Location annotation dataset excerpts
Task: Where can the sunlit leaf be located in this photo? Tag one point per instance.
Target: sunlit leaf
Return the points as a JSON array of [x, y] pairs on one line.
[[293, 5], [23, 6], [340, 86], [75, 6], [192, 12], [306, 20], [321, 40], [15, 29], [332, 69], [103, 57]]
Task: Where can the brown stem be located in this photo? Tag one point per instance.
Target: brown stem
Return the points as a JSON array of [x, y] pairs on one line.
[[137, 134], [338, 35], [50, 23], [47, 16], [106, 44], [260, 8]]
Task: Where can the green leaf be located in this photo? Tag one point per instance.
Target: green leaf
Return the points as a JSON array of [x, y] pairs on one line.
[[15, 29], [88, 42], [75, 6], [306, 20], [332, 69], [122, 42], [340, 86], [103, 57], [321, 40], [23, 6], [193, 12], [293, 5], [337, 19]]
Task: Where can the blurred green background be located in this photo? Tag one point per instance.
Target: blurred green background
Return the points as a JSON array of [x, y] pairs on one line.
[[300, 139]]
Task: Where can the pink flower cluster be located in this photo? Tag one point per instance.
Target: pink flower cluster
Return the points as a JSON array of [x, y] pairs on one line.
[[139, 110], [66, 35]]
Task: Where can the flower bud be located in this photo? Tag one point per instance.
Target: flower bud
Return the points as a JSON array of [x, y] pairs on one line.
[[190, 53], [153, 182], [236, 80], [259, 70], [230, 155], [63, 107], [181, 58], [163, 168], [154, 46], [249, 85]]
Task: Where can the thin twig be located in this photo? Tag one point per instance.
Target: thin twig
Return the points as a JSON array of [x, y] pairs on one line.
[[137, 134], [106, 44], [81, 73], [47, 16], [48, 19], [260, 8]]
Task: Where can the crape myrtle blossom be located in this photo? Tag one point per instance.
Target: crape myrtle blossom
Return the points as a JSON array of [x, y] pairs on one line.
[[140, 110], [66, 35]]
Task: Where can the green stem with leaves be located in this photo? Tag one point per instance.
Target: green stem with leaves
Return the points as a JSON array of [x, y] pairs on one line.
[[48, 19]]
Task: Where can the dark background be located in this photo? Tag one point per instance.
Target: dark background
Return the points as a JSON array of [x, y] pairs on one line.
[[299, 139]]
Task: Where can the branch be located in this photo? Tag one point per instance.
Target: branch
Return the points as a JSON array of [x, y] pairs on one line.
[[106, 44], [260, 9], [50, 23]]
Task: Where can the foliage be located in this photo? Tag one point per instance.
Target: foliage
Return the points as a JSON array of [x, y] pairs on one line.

▸ WHAT YOU ARE ASKED TO DO: Can you put all of the records above into a numbered list, one line per item, with blank lines left out?

▸ OUTPUT OF THE TASK:
1. Task: Where can the sunlit leaf be located in this photo? Tag one point per instance.
2. Target: sunlit leaf
3. Return the points as a JSON array of [x, y] pairs on one line.
4. [[293, 5], [23, 6], [340, 86], [75, 6], [192, 12], [306, 20], [321, 40], [15, 29], [332, 69], [103, 57]]
5. Task: Where can the brown stem be located in this photo? Tag one point per instance.
6. Target: brown stem
7. Return the points as a JSON array of [x, y] pairs on one line.
8. [[137, 134], [338, 35], [50, 23], [47, 16], [106, 44], [260, 8]]
9. Task: Where can the green leaf be located in this photo? Tag one point per instance.
10. Target: green leaf
11. Return the points as a JSON array of [x, y] pairs on one line.
12. [[15, 29], [88, 42], [75, 6], [306, 20], [332, 69], [122, 42], [340, 86], [103, 57], [321, 40], [23, 6], [193, 12], [293, 5], [337, 19]]
13. Task: Where can the blurred green background be located in this photo? Tag one point per instance.
14. Target: blurred green background
15. Return the points as a JSON array of [x, y] pairs on one line.
16. [[300, 139]]
17. Task: Where can the pink flower cluster be located in this photo? Tag one point per instance.
18. Target: pink flower cluster
19. Return the points as a JSON array of [x, y] pairs on one line.
20. [[139, 110], [66, 35]]
21. Task: Where can the flower bud be located in this photo? Tag one point per instance.
22. Target: flower bud
23. Return the points as a JSON array of [x, y] pairs on one line.
24. [[190, 53], [153, 182], [236, 80], [259, 70], [230, 155], [63, 107], [181, 58], [163, 168], [154, 46], [249, 85]]
25. Task: Where can the thin twig be located in this photo? Tag one point per instance.
26. Target: thin twig
27. Return the points as a JSON array of [x, y] pairs on one line.
28. [[137, 134], [106, 44], [81, 73], [47, 16], [48, 19], [260, 8]]
29. Task: Where can the crape myrtle blossom be located in this photo? Tag one point per instance.
30. Target: crape myrtle blossom
31. Return the points as a JSON array of [x, y] pairs on one line.
32. [[140, 110], [66, 35]]
33. Task: Where can the green stem with leaves be located in this photo? Tag one point per instance.
34. Target: green stem with leaves
35. Return the points as a JSON array of [x, y] pairs on one line.
36. [[48, 19]]
37. Task: Where can the dark background be located in this photo? Tag one point per instance.
38. Target: dark background
39. Return the points as a JSON array of [x, y] pairs on one line.
40. [[299, 139]]
41. Task: Where can the branch be located in this photo? Tag one point per instance.
42. Target: branch
43. Return the points as a JSON array of [x, y] pairs on one line.
44. [[106, 44], [260, 9], [50, 23]]
45. Task: Where can the foliage be located in this photo? Tag one point per instance.
46. Target: foliage
47. Return the points as a JSON array of [x, y] pairs on one line.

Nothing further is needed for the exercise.